• Document section:
1. Some values in field1 are missing. We know the value columns for these records are faulty so we should remove these rows entirely.

2. Field2 also has some missing data, but we can work out what those values should be. If field3 is between 8 and 12, these missing values should be equal to 1. Otherwise, they should be 2.

3. We need to add an extra dimension based on fields 1 and 2. A lookup csv has been provided in the data directory. You should add the lookup_val field to the dataset as a column named 'new_dimension'.

4. If either field1 or field2 have a value of 10, the new_dimension column should have a value of 'XX'.

5. The analysis team will often run queries over a specific year or a specific year/month. Take this into consideration when designing the output table structure.

6. For analysis purposes, the team won't need field3. Please remove this field and aggregate on the remaining fields. All the value columns should be summed.

7. A distinct count of the values in field3 should be included in the output.

8. The analysts would also like a column added showing the proportion of val3 for each value of field4 over the total of val3 for the remaining dimension columns.

9. It should be rare, but we may sometimes receive a replacement file for an old period (which will overwrite the old file in the data/main directory). We need to be able to use the transformation code on an adhoc basis to update that data in our output. The cluster we are working on is very busy, so we don't want this to take longer than it has to.

10. Write your output to the home directory in a format and structure that you deem suitable.

In [84]:
import pandas as pd
import numpy as np
from pyspark.sql.functions import expr, when, col, collect_list, lit
from pyspark.sql import Window
from pyspark.sql.types import DecimalType
from datetime import datetime
from pathlib import Path




"""
read_data(data_date)

parameters : 
  - data_date, date string expected in yyyy-mm-dd format

If data_date is not null the current date will be used to read the etxt file,
otherwise the data file from the specified date will be read.

The data frame will be returned

"""
def read_data(data_date):
  # set data_date
  date=data_date
  if data_date == "":
    date = datetime.today().strftime('%Y-%m-%d')
    print(date)
  #  reading data
  data = spark.read.csv('./data/main/' + date + '/test_data.csv', header=True)

  # returning dataframe
  return data



"""
processing(df)

parameters : 
  - df, data frame to apply transfirmations

Dataframe passed in processed with multiple tranformation performed,
  - row with a. null in field1 column is removed
  - field2 column value set as 1 if field3 value between 8 and 12, inclusive 
    of the 8 and 12. Other wise set as 2.
  - columns field1, field2, field3, field4 cast as integer type
  - columns val1,val2,val3 cast as double type   

 The function returns the processed dataframe 

"""

• Aim:
Can you quote everything in the data transformation brief from "2. Field2 also" down to "value of 'XX'."? The items that come next have no connection to the data transformation brief.

• Listing:
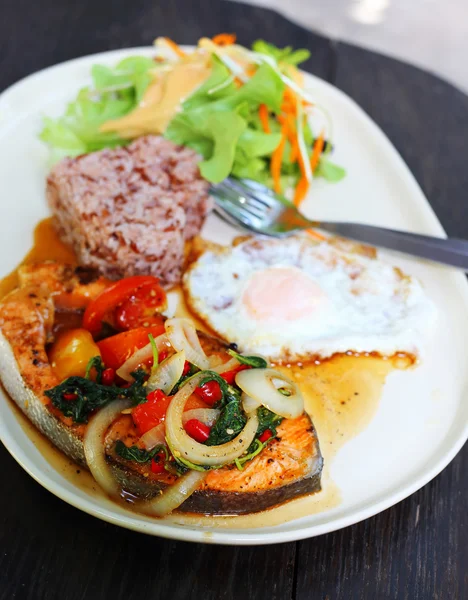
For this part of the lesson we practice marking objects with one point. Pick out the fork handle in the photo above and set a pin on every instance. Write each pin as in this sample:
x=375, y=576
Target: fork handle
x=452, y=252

---

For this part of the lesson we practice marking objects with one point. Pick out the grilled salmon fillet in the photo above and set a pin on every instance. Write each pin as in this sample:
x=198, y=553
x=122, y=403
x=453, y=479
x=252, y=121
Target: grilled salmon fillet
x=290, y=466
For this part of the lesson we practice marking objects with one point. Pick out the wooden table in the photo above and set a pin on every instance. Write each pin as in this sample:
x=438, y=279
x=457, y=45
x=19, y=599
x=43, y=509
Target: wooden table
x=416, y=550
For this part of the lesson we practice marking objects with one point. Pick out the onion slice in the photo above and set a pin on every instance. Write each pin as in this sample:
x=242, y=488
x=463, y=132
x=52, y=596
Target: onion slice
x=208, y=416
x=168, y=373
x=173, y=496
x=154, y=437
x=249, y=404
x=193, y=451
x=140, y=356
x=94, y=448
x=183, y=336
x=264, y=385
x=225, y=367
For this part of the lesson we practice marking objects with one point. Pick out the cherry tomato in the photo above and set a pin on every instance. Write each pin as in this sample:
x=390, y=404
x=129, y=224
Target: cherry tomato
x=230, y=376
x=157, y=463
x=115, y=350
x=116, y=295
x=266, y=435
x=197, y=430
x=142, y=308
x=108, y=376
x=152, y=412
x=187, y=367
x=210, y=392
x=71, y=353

--

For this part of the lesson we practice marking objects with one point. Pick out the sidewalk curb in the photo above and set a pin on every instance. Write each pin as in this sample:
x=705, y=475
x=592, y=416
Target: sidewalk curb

• Solution to this problem:
2. Field2 also has some missing data, but we can work out what those values should be. If field3 is between 8 and 12, these missing values should be equal to 1. Otherwise, they should be 2.

3. We need to add an extra dimension based on fields 1 and 2. A lookup csv has been provided in the data directory. You should add the lookup_val field to the dataset as a column named 'new_dimension'.

4. If either field1 or field2 have a value of 10, the new_dimension column should have a value of 'XX'.